▶ **TASK TO CARRY OUT**
In the listing below, please print the line that contains "398, row 220." and every line that follows it, exactly.

─── RECORDS FOR THE EXERCISE ───

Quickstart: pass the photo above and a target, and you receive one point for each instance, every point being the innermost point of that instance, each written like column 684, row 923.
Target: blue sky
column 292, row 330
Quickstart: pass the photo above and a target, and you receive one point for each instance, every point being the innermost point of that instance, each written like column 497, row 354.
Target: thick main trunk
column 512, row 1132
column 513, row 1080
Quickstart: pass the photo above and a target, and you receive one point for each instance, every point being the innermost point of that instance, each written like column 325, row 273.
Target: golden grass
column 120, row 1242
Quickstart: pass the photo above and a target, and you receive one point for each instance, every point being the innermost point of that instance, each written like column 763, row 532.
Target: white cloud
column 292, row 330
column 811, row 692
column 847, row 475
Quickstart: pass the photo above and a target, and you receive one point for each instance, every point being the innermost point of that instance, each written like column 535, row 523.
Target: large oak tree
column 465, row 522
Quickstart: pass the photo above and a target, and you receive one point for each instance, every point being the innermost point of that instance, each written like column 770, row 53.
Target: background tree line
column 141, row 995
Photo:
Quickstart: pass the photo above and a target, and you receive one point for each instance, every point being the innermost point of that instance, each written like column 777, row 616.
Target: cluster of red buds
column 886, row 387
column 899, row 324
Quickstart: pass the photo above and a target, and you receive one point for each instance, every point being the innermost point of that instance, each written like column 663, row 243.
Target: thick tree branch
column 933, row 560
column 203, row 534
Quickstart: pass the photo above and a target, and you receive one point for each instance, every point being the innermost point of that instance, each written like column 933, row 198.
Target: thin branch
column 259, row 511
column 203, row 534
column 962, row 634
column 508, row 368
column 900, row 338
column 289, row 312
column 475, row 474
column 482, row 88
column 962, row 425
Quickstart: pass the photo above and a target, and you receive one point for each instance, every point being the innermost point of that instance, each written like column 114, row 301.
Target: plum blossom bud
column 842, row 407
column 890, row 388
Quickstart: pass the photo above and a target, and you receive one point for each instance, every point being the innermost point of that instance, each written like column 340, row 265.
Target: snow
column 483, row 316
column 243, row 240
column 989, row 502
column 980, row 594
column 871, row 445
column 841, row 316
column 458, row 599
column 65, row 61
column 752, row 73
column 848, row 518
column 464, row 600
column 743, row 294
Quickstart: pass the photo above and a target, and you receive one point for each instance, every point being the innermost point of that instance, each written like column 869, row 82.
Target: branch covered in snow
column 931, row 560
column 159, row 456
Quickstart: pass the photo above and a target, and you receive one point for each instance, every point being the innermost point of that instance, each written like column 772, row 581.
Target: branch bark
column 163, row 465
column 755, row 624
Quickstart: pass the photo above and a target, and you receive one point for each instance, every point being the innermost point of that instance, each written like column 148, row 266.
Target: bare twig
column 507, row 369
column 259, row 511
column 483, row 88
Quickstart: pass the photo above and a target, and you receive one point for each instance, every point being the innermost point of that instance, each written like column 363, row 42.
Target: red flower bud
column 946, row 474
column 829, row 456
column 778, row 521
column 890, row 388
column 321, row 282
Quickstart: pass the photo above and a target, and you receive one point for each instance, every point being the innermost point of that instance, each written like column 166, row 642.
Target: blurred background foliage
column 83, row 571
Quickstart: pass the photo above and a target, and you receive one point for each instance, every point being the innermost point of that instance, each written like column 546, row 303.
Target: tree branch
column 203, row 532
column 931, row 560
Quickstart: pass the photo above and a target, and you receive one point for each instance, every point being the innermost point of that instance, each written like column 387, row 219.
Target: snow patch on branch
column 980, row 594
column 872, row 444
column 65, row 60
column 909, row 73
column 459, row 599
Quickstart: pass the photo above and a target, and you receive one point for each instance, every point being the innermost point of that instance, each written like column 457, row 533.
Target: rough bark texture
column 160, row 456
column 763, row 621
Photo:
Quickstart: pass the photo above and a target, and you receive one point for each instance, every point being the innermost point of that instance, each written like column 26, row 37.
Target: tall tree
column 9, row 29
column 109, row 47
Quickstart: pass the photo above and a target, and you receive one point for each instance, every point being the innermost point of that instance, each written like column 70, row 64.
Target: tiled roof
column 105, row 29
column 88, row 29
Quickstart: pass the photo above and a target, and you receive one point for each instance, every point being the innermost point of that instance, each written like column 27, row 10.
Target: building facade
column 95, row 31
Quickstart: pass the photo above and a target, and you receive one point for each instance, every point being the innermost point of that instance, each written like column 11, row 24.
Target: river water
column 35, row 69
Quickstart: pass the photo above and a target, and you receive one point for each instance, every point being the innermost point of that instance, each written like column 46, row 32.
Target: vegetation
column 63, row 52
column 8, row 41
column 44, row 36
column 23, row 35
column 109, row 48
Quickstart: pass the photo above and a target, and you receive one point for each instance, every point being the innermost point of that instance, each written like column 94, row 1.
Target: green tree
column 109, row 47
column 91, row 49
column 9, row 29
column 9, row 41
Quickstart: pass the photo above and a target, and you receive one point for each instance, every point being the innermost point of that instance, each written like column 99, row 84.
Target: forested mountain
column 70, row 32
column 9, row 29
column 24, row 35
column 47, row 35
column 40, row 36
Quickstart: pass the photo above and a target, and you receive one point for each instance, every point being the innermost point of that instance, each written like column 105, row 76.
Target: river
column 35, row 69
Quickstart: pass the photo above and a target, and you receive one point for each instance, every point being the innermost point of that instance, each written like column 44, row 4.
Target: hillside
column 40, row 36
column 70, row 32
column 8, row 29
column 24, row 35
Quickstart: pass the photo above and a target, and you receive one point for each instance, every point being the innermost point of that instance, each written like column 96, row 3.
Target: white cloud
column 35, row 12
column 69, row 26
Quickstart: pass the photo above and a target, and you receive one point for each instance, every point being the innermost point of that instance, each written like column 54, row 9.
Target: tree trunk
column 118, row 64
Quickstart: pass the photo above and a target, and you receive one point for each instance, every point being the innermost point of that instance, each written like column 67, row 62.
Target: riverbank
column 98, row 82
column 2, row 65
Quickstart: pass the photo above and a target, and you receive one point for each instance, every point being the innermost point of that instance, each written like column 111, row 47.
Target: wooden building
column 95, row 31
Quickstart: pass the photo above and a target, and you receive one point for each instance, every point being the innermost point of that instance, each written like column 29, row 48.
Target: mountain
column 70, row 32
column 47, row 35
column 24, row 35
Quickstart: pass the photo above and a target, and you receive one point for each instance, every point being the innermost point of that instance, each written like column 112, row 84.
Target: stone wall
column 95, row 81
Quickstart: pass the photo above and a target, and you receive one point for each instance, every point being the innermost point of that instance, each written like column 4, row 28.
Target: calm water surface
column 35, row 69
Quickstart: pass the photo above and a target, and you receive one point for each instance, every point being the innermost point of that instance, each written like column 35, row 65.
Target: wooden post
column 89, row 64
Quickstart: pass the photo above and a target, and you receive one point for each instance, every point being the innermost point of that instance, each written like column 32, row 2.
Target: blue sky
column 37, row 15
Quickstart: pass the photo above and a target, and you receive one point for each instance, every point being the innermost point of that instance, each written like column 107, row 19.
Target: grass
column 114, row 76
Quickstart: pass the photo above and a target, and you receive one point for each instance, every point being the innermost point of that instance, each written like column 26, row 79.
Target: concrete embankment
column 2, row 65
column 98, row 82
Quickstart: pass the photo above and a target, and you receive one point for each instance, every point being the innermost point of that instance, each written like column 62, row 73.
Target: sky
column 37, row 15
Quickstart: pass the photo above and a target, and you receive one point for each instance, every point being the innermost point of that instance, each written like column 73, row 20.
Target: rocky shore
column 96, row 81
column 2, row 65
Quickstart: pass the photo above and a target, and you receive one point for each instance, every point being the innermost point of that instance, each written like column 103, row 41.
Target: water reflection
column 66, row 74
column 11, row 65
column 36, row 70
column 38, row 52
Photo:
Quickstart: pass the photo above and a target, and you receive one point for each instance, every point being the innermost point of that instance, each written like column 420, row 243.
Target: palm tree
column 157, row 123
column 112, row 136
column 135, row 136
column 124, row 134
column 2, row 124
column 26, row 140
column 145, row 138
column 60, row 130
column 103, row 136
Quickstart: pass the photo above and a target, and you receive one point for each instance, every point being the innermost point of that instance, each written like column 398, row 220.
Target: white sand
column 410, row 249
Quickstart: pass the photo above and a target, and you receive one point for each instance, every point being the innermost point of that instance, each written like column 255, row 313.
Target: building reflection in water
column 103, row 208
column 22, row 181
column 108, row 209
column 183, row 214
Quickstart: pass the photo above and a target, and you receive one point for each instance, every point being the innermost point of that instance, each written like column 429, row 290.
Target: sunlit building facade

───

▶ **REPLY TO THE EXERCISE**
Quickstart: pass the photo above and a target, and you receive one point for each instance, every point being the innermost point of that instance, each written like column 398, row 220.
Target: white sand
column 410, row 249
Quickstart: pass the photo above and a target, and you receive one point for each instance, every point being the innermost point of that instance, each written like column 255, row 313.
Target: building reflection in water
column 103, row 208
column 22, row 181
column 108, row 209
column 183, row 214
Quickstart: pass the photo above and a target, and you receive one point for each instance, every point being the innermost point of that instance, each written like column 429, row 290.
Target: sunlit building facade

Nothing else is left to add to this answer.